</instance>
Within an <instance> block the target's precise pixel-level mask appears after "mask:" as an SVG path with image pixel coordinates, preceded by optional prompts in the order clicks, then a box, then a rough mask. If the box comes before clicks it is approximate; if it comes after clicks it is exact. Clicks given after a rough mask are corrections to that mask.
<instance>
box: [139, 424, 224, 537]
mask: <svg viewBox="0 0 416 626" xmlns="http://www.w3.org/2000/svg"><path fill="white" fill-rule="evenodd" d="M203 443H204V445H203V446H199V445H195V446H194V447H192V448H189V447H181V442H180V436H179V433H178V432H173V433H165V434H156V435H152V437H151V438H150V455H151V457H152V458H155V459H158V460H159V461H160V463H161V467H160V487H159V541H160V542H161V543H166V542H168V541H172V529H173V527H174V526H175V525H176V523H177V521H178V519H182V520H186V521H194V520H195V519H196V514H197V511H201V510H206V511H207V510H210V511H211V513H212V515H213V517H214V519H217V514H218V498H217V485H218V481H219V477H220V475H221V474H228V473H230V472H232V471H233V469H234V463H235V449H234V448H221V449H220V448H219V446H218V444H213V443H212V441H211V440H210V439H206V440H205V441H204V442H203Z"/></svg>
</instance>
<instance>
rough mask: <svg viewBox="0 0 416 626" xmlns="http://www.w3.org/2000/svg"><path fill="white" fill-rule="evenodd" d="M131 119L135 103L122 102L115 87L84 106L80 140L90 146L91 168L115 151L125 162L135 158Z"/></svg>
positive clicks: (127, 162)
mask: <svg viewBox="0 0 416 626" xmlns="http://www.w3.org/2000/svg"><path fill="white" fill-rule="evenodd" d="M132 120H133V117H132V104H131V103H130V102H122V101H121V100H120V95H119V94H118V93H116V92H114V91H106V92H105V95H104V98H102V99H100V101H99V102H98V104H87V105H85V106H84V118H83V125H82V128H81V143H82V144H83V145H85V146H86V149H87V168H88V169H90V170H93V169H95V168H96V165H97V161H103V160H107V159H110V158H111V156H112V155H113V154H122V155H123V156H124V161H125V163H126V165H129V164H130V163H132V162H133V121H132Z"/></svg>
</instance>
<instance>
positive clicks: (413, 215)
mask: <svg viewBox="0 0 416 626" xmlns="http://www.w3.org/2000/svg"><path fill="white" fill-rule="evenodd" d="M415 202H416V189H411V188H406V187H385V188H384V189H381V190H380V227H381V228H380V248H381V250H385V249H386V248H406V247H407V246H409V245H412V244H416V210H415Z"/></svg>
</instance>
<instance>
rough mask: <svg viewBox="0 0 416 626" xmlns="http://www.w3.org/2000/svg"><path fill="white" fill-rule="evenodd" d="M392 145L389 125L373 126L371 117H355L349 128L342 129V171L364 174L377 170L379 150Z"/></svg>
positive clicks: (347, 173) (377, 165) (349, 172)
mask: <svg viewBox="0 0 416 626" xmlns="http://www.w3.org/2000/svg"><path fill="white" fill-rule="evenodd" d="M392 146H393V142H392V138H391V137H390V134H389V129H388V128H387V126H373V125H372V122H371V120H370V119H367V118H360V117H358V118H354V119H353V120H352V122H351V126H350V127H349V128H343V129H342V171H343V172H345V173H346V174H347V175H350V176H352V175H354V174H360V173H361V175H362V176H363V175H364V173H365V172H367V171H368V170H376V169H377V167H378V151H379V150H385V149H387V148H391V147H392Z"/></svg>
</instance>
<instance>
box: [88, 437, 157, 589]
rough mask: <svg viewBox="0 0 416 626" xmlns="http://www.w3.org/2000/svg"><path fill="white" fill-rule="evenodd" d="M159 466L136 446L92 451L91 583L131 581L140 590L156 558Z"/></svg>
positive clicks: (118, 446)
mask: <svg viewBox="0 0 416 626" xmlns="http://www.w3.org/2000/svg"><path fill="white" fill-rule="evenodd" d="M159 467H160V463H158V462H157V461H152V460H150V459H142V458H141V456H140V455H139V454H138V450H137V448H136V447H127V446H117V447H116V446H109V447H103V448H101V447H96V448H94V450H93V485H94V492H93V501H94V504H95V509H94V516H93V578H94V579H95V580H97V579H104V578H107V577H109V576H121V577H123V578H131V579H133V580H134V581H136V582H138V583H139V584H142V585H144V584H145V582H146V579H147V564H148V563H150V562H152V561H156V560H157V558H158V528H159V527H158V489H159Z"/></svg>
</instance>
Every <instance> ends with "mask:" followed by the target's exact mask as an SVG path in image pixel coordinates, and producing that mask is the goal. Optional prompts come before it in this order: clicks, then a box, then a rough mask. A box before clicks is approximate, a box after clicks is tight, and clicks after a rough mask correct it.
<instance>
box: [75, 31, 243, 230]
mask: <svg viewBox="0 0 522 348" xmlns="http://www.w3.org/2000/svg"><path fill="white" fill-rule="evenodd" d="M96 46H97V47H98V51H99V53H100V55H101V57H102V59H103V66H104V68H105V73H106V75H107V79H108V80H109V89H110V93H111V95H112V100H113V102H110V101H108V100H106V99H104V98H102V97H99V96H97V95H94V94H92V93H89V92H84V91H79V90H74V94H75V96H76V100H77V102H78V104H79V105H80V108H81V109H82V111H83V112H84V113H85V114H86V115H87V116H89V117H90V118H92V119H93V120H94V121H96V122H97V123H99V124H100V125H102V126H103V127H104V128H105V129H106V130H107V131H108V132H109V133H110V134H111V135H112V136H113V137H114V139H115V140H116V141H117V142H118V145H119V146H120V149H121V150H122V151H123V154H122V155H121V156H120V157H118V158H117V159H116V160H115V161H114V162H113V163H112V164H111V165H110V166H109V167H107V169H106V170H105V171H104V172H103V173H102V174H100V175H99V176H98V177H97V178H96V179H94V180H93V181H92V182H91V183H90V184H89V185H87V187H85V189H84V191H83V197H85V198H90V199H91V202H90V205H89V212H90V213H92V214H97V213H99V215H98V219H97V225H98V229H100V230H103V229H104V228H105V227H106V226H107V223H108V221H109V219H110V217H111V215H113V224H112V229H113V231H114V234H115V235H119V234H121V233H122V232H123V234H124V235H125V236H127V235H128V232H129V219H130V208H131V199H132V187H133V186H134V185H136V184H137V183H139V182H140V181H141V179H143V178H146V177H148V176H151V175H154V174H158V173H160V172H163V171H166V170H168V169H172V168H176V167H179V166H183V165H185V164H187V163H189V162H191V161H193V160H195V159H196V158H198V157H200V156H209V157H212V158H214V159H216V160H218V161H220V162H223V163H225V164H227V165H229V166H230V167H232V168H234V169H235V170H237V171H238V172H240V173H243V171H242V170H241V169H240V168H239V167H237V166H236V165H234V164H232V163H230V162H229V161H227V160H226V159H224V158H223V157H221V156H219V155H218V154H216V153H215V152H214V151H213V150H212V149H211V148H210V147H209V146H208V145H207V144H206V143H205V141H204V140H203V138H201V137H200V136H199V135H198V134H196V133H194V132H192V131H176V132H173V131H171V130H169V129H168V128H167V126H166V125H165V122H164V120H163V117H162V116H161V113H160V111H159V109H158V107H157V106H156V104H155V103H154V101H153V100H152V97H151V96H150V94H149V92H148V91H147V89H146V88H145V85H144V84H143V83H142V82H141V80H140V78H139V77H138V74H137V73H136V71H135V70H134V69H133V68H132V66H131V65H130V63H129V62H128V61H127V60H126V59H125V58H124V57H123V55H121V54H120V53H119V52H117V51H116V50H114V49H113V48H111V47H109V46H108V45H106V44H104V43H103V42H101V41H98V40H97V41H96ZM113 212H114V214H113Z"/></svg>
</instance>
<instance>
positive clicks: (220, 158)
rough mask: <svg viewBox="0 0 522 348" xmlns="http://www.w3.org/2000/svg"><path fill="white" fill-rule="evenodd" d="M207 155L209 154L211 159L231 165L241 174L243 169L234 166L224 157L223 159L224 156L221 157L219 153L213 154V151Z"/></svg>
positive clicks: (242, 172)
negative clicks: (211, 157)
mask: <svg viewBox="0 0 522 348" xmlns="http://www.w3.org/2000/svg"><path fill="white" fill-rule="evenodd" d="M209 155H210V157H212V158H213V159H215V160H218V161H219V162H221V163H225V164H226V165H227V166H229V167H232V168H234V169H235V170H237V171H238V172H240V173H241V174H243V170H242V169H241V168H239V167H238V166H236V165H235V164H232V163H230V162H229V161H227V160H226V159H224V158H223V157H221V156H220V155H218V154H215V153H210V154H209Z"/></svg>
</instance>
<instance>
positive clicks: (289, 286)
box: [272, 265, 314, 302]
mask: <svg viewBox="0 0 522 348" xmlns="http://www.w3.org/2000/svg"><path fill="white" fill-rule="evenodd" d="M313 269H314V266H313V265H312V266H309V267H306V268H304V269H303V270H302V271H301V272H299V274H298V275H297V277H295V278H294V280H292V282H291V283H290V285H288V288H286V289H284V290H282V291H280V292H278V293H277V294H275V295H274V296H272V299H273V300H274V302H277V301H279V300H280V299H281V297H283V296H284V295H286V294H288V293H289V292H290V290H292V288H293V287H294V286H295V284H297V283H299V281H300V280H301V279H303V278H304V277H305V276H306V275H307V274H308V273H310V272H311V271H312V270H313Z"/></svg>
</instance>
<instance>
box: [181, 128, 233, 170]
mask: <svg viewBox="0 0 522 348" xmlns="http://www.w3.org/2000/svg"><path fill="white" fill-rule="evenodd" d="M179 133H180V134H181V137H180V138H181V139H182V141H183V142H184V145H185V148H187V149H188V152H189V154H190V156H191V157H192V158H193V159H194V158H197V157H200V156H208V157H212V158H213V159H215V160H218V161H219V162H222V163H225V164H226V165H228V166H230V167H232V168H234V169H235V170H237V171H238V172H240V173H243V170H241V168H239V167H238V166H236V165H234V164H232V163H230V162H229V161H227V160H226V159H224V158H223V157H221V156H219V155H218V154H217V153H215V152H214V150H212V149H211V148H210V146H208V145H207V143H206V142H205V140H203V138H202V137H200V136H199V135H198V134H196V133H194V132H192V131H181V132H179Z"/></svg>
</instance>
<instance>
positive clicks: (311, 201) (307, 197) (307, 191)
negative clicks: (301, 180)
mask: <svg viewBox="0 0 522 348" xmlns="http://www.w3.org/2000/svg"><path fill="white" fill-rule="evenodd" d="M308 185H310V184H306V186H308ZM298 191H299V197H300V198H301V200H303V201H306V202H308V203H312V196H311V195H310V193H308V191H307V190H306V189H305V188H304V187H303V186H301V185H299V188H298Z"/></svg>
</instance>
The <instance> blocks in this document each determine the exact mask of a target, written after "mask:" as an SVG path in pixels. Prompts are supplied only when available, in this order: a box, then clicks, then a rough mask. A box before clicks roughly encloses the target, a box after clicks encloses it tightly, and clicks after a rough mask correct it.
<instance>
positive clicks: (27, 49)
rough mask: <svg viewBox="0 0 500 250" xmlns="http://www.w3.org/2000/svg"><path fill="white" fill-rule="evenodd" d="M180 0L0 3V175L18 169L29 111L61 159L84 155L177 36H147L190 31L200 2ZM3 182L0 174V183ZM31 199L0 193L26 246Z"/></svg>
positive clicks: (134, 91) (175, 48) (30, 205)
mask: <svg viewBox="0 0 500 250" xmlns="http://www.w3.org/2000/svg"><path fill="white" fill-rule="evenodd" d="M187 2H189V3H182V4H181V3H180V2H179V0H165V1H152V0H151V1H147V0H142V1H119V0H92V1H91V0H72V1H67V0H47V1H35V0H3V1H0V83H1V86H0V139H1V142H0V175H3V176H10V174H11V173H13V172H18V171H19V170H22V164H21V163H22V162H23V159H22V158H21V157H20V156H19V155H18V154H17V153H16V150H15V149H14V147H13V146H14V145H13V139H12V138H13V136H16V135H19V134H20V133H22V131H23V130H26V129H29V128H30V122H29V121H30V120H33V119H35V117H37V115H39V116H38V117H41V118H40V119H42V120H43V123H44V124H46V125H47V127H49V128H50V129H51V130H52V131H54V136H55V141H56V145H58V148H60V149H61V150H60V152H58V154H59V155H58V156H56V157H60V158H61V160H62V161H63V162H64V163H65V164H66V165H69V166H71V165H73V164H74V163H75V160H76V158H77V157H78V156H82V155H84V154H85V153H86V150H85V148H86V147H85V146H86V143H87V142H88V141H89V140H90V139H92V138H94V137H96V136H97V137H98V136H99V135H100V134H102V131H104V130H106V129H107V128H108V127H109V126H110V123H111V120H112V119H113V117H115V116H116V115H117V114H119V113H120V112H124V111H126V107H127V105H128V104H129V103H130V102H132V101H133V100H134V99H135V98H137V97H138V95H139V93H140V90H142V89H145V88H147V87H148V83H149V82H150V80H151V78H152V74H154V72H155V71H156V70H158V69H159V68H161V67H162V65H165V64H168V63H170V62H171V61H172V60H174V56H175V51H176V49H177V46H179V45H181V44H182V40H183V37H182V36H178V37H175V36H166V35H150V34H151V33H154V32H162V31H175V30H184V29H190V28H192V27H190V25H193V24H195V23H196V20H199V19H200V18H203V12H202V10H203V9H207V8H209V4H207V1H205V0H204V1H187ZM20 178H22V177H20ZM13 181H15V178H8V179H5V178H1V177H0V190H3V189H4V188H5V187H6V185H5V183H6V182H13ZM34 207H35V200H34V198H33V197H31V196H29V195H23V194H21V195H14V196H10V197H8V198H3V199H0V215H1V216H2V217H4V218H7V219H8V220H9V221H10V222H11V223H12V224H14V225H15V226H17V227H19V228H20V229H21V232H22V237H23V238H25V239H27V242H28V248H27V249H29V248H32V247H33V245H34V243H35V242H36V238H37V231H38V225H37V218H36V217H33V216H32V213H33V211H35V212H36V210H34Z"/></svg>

****

## Required action
Looking at the entries above, say how many lines contain the word "this". Only the number is wanted.

## Completed task
2